*** Data shown ***

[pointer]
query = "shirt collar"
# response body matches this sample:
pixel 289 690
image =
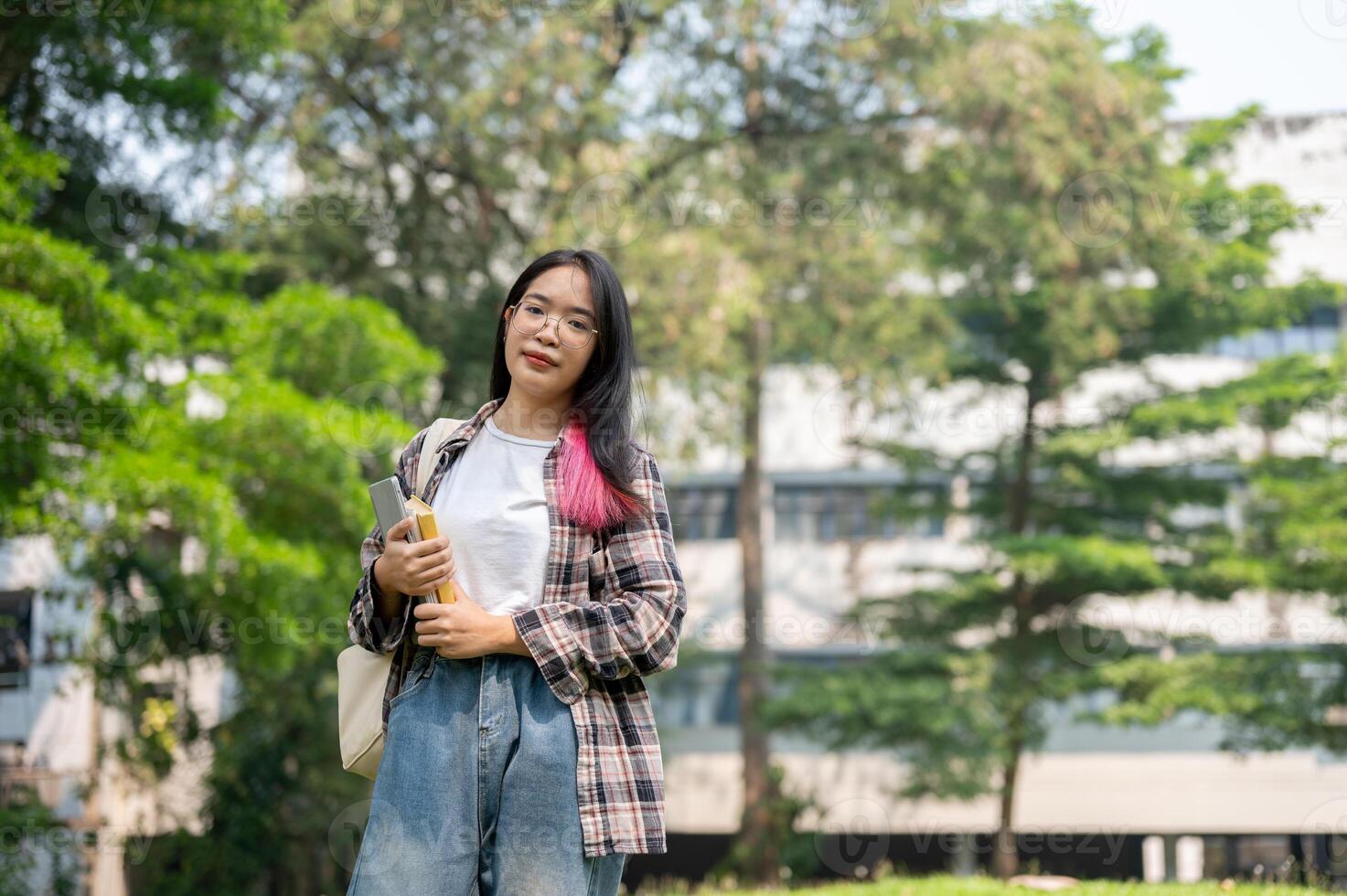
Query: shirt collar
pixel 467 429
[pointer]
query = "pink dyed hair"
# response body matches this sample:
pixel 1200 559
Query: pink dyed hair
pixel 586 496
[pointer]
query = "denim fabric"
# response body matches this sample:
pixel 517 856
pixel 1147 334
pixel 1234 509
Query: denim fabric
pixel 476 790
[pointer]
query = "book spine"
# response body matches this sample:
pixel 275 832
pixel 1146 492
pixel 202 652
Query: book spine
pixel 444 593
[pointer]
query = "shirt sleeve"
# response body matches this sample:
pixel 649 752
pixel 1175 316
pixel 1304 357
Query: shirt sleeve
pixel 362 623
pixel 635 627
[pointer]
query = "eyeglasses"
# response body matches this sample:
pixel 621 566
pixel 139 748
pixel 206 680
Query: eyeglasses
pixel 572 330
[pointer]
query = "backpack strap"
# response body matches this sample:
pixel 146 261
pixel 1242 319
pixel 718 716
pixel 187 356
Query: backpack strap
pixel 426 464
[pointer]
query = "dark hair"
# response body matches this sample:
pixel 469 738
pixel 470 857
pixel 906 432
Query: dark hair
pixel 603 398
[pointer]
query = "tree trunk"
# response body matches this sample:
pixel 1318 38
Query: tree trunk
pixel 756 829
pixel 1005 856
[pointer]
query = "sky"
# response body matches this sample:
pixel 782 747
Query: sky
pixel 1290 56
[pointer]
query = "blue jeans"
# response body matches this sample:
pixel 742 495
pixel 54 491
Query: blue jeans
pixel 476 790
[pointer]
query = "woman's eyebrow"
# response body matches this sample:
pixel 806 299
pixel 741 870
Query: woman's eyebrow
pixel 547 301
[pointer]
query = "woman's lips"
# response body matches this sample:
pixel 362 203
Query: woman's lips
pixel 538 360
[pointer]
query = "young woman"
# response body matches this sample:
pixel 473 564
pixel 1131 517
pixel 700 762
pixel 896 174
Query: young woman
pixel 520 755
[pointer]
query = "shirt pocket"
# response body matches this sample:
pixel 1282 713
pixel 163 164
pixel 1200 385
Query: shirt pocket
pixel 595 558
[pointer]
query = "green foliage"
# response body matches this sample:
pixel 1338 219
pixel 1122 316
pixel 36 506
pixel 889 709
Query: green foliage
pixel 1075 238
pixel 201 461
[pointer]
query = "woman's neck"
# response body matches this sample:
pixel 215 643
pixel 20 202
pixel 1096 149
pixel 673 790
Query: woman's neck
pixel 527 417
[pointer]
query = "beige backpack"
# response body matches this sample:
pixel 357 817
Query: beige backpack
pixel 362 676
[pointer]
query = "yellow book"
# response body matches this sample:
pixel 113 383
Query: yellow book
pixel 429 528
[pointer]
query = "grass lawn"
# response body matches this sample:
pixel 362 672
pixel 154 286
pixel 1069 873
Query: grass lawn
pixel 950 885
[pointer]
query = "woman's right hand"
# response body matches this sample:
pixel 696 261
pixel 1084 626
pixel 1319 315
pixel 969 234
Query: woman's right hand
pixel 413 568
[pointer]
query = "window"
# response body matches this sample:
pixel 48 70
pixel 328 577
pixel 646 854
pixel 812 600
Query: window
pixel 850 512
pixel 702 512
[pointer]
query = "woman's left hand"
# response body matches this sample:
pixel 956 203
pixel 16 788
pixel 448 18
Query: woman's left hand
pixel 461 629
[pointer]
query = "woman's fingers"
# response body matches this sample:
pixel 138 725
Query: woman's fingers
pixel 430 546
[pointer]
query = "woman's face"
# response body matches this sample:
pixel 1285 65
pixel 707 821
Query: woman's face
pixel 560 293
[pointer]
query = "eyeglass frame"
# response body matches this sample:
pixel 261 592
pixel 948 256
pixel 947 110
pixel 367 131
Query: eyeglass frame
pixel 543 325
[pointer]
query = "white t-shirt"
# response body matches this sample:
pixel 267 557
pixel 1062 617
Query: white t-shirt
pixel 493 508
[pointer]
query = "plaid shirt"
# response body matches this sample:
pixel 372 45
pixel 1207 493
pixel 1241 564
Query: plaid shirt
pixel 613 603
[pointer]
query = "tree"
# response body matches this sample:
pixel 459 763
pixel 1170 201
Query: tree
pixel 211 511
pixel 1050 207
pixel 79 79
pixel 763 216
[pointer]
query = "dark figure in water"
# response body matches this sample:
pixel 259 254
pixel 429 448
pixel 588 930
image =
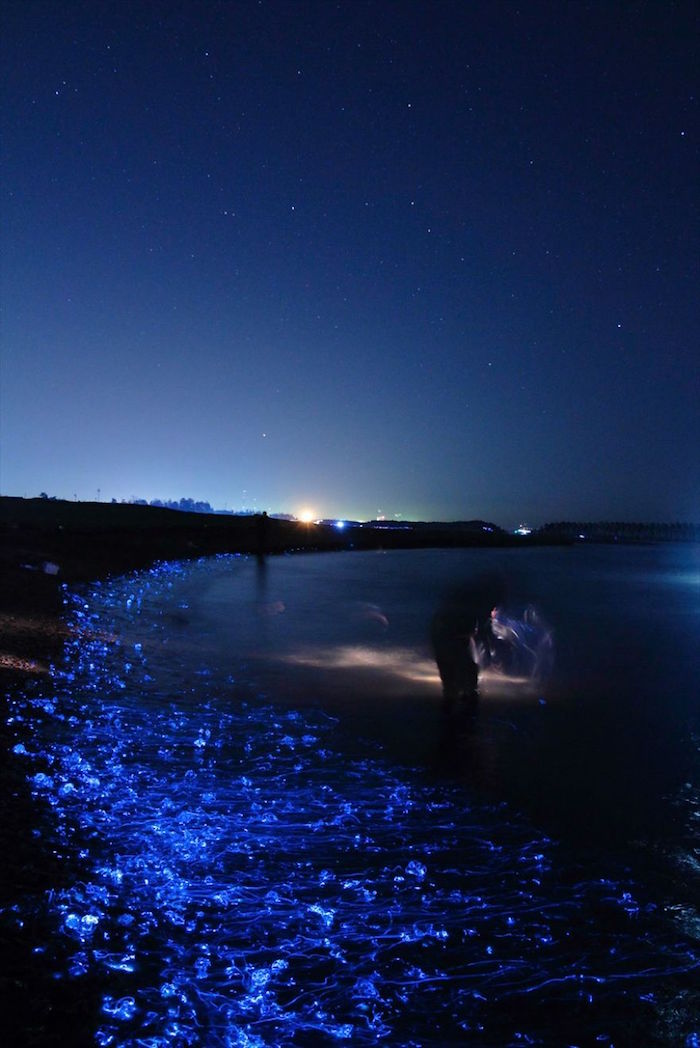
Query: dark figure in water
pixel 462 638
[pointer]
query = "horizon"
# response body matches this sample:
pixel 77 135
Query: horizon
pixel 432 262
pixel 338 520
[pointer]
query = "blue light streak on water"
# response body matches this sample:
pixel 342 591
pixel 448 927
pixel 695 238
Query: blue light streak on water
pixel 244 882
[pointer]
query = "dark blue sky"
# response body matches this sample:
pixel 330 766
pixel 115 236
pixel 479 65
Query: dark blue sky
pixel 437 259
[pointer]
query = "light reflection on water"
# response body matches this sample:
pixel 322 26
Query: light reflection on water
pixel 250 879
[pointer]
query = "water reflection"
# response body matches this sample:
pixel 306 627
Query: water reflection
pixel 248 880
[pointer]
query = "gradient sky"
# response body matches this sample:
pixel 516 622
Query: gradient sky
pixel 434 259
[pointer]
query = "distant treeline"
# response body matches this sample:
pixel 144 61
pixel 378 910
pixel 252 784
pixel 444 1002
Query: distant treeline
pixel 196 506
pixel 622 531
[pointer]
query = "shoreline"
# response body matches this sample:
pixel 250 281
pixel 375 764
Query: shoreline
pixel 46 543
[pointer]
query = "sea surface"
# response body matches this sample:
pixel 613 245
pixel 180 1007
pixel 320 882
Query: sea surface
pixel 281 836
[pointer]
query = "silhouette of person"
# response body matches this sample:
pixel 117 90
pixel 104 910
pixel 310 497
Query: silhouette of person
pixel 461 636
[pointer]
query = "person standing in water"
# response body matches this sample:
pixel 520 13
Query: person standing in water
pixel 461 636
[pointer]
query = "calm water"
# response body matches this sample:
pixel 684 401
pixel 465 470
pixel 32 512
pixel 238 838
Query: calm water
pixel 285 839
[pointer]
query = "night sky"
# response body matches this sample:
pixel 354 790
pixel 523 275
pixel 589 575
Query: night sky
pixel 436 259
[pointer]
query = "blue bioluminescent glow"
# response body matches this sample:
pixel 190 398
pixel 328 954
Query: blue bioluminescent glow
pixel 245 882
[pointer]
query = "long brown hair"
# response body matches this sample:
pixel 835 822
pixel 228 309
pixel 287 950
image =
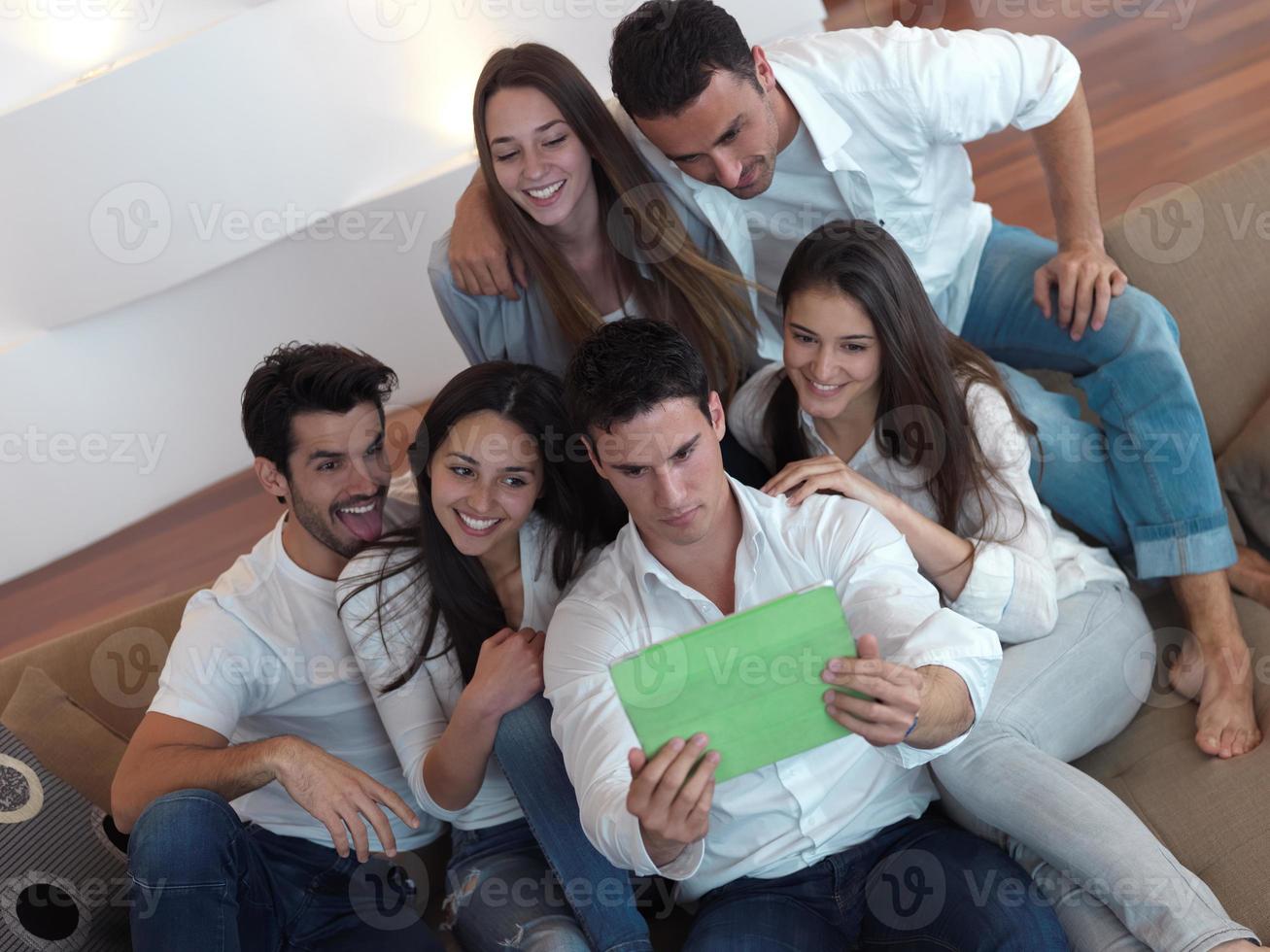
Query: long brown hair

***

## Activity
After removing the pictures, set down every record above exactly as it stands.

## The answer
[pointer]
query = "shirt collar"
# response body matches this sample:
pixel 289 690
image =
Query: shirt collar
pixel 467 429
[pointer]
query = "pink dyed hair"
# response body matches this sample:
pixel 1200 559
Query: pink dyed hair
pixel 586 496
[pointer]
query = "denim fabric"
# response body matches this sample:
pixel 517 856
pixel 1147 334
pixel 1234 509
Query: denim fabric
pixel 476 790
[pointer]
query = "book spine"
# response body matches this sample:
pixel 275 832
pixel 1146 492
pixel 202 652
Query: book spine
pixel 444 593
[pointer]
query = "shirt sleeve"
# response body matches this sample:
pixel 649 752
pixel 1175 316
pixel 1304 357
Query: shirt sleeve
pixel 362 623
pixel 635 627
[pointer]
query = "eyeglasses"
# response body matches this sample:
pixel 621 566
pixel 139 748
pixel 206 680
Query: eyeglasses
pixel 572 330
[pointer]
query = "backpack strap"
# response body matches this sample:
pixel 146 261
pixel 1242 319
pixel 718 716
pixel 187 356
Query: backpack strap
pixel 426 464
[pointer]
query = "dark hair"
# response body matches this sample:
pixel 469 738
pixel 470 857
pixel 906 432
Query: dark hair
pixel 603 398
[pointer]
query = "tree trunk"
# response body matches this sample:
pixel 1318 38
Query: tree trunk
pixel 756 829
pixel 1005 856
[pointer]
query = "sky"
# response body matches this sample:
pixel 782 747
Query: sky
pixel 1290 56
[pointer]
query = "blue jeans"
# response body matches this sample:
pixel 742 495
pixel 54 491
Query: blue jeans
pixel 476 790
[pointer]
query = "woman's eyebrow"
# response body matches this sample:
pixel 806 299
pixel 741 870
Query: woman's eyebrow
pixel 547 301
[pointer]
query = "woman's lips"
# response body matches this sample:
pixel 362 203
Query: woman's lips
pixel 538 360
[pointer]
query = "young woman"
# response body matches this sample:
pixel 473 564
pixel 1131 517
pixel 700 762
pixel 896 174
Query: young woman
pixel 520 755
[pointer]
query = "shirt pocket"
# response body matches this sample:
pixel 1282 713
pixel 163 164
pixel 1200 385
Query: shirt pocket
pixel 595 558
[pointer]
query = "green foliage"
# response body matches this sample:
pixel 1338 219
pixel 1122 316
pixel 36 506
pixel 889 709
Query: green foliage
pixel 1075 238
pixel 201 461
[pointer]
query = "woman's neck"
# response body matches this sample:
pixel 215 643
pixel 20 202
pixel 1096 149
pixel 673 790
Query: woman's neck
pixel 527 417
[pointer]
query = "beige backpack"
# response body matches this sample:
pixel 357 817
Query: beige backpack
pixel 362 676
[pointer]
query = "yellow book"
# response body matches this sample:
pixel 113 383
Query: yellow book
pixel 429 528
[pointer]
query = "grass lawn"
# response body matches this sample:
pixel 362 672
pixel 154 286
pixel 1069 873
Query: grass lawn
pixel 950 885
[pointer]
query = "woman's right hand"
# response body matches this sample:
pixel 696 261
pixel 1084 626
pixel 1319 315
pixel 969 234
Query: woman's right hand
pixel 413 568
[pointer]
query = "window"
# response body matches this sample:
pixel 48 70
pixel 328 577
pixel 646 854
pixel 812 600
Query: window
pixel 850 512
pixel 702 512
[pointer]
query = "woman's left hand"
# response body matches this sample:
pixel 956 203
pixel 16 788
pixel 448 18
Query: woman's left hand
pixel 461 629
[pointer]
query = "woman's fingers"
# response body matches this sample:
pixel 138 725
Query: woman's fingers
pixel 430 546
[pointer]
query = "woman's face"
# response body matches this sample:
pixel 1285 65
pixel 707 821
Query: woman's face
pixel 560 293
[pointer]
query = "eyeglass frame"
# response body matches this sample:
pixel 261 592
pixel 948 256
pixel 947 110
pixel 367 131
Query: eyeglass frame
pixel 543 325
[pointer]
query = "white t-shirt"
# response body matches this sample:
pixel 267 557
pixel 1062 617
Query: white t-shirt
pixel 493 508
[pointer]
query = "plaid shirt"
# response body matches this sample:
pixel 372 45
pixel 1207 493
pixel 1241 564
Query: plaid shirt
pixel 613 603
[pointer]
query = "tree"
# response body matches this sample:
pixel 459 763
pixel 1170 201
Query: tree
pixel 211 511
pixel 1050 207
pixel 79 79
pixel 763 216
[pointer]
query = "dark figure in water"
# response body matches this sample:
pixel 259 254
pixel 429 448
pixel 588 930
image =
Query: dark figure in water
pixel 462 638
[pointer]
query = "horizon"
# response body matches this sample:
pixel 77 135
Query: horizon
pixel 432 262
pixel 338 520
[pointer]
query = "blue light streak on water"
# response body matches this sample:
pixel 342 591
pixel 448 927
pixel 695 238
Query: blue light streak on water
pixel 244 882
[pointer]
query = "dark blue sky"
# response body matches this sample:
pixel 330 766
pixel 115 236
pixel 479 65
Query: dark blue sky
pixel 437 259
[pointer]
query = "light reflection on water"
# response body matches this sample:
pixel 322 26
Query: light reflection on water
pixel 250 879
[pointer]
query = "water reflection"
# response body matches this sample:
pixel 306 627
Query: water reflection
pixel 248 880
[pointer]
query = "gradient sky"
# response body matches this sample:
pixel 516 622
Query: gradient sky
pixel 434 259
[pointer]
query = "distant treeline"
# response body matches this sample:
pixel 144 61
pixel 378 910
pixel 252 784
pixel 444 1002
Query: distant treeline
pixel 196 506
pixel 622 531
[pointer]
query = "shoreline"
# response body matches this sample:
pixel 250 281
pixel 375 764
Query: shoreline
pixel 46 543
[pointer]
query = "sea surface"
# response body matches this sample:
pixel 613 245
pixel 180 1007
pixel 320 882
Query: sea surface
pixel 281 836
[pointer]
query = "silhouette of person"
# response body matches this sample:
pixel 117 90
pixel 104 910
pixel 310 497
Query: silhouette of person
pixel 461 636
[pointer]
query = "person standing in water"
# response body matches this sample:
pixel 520 13
Query: person standing in water
pixel 461 636
[pointer]
query = "calm water"
# response body matches this sample:
pixel 684 401
pixel 465 470
pixel 32 512
pixel 238 838
Query: calm water
pixel 285 839
[pointer]
query = "night sky"
# response body matches this sample:
pixel 354 790
pixel 523 275
pixel 589 575
Query: night sky
pixel 436 259
[pointer]
query = "blue bioluminescent glow"
# response body matches this sample:
pixel 190 398
pixel 328 954
Query: blue bioluminescent glow
pixel 245 882
[pointer]
query = "long brown hair"
# response body matches this sample:
pixel 835 822
pixel 228 309
pixel 287 950
image =
Query: long brown hair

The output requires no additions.